- _EXTRACT TO READ_:
--------------------------------------------------

The townsfolk’s ability to determine what is going on is complicated by a secretive Mennonite community that lives nearby. There, the secret of the vicious birds is known, but kept quiet. Taylor plays the village doctor, who begins to piece together the mystery of the psychotic birds.
‘The film ties in to a number of anxieties that the public has,’ notes Yang, ‘including disasters like the recent hurricanes to the avian flu possibilities. It has turned out to be very timely indeed.’
The veteran actor acknowledges that he wasn’t that thrilled by the idea of working with birds again. ‘When they called and asked me, I told them to fuck off,’ Taylor says, laughing. ‘The birds in the original could be so unpleasant. Now you don’t have to deal with them so directly.’
Actors on the set include 11 ravens brought in from the Czech Republic, birds who last appeared in Terry Gilliam’s The Brothers Grimm. ‘These are very well-trained birds,’ says Yang. ‘We’ve been very impressed.’
Working with a $1.8-million budget, Kaw will screen in late summer 2006 on the Sci-Fi Channel in the U.S. and on Scream in Canada. It is directed by Sheldon Wilson (Shallow Ground), with John Tarver serving as DOP. Production closes Dec. 9.

--------------------------------------------------

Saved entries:
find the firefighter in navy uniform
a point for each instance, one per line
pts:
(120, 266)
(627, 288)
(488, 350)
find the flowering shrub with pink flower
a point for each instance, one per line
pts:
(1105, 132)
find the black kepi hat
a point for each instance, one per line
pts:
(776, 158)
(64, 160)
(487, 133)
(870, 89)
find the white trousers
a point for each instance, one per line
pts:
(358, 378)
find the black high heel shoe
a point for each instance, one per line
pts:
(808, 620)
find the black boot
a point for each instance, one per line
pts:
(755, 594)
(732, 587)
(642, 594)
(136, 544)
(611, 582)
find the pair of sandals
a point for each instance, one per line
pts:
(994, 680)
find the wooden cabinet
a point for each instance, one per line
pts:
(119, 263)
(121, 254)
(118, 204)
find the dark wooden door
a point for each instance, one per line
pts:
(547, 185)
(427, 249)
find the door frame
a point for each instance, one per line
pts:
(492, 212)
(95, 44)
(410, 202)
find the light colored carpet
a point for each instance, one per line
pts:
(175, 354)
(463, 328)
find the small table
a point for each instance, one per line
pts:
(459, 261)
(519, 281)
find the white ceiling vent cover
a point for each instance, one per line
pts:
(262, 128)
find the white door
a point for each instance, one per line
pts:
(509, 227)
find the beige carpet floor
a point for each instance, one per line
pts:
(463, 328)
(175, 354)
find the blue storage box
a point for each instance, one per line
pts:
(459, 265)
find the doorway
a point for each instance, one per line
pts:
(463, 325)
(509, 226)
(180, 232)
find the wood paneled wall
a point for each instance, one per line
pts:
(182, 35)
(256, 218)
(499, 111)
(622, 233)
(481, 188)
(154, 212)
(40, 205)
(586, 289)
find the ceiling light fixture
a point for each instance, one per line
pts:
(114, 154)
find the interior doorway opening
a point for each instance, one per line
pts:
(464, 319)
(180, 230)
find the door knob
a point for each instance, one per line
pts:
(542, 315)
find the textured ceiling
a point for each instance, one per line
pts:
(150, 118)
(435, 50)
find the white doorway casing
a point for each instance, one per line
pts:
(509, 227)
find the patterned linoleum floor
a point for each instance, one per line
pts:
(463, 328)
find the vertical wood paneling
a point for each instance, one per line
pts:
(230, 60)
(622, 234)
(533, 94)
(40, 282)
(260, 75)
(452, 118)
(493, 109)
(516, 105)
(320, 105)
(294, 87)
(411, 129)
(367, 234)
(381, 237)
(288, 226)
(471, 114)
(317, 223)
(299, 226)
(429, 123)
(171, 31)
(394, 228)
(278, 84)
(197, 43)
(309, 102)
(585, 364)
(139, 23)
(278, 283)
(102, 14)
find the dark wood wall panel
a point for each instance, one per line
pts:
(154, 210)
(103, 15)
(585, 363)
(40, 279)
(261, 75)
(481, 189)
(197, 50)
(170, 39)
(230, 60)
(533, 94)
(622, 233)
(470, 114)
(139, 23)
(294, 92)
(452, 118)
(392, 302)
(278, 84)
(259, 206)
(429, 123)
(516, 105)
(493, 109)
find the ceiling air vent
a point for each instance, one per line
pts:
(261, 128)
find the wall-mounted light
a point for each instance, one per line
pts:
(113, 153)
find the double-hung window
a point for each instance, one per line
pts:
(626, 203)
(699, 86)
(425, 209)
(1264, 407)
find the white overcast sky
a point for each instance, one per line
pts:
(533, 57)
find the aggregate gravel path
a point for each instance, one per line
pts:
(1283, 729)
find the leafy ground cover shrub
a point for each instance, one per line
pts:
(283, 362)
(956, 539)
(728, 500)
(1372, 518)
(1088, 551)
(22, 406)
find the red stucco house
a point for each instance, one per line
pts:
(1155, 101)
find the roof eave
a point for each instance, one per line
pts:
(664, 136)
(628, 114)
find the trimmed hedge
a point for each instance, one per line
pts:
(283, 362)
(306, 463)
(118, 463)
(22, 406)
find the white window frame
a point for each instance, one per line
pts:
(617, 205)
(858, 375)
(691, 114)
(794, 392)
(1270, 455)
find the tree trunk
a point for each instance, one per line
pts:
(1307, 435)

--------------------------------------------------

- _CHALLENGES_:
1 - Edit the article about the bird film by writing out the passage between "The townsfolk’s ability" and "the psychotic birds.", inclusive, with "village doctor" replaced by "town physician".
2 - According to the article about the bird film, how many ravens were brought in from the Czech Republic?

- _ANSWERS TO EACH TASK_:
1 -
The townsfolk’s ability to determine what is going on is complicated by a secretive Mennonite community that lives nearby. There, the secret of the vicious birds is known, but kept quiet. Taylor plays the town physician, who begins to piece together the mystery of the psychotic birds.

2 - 11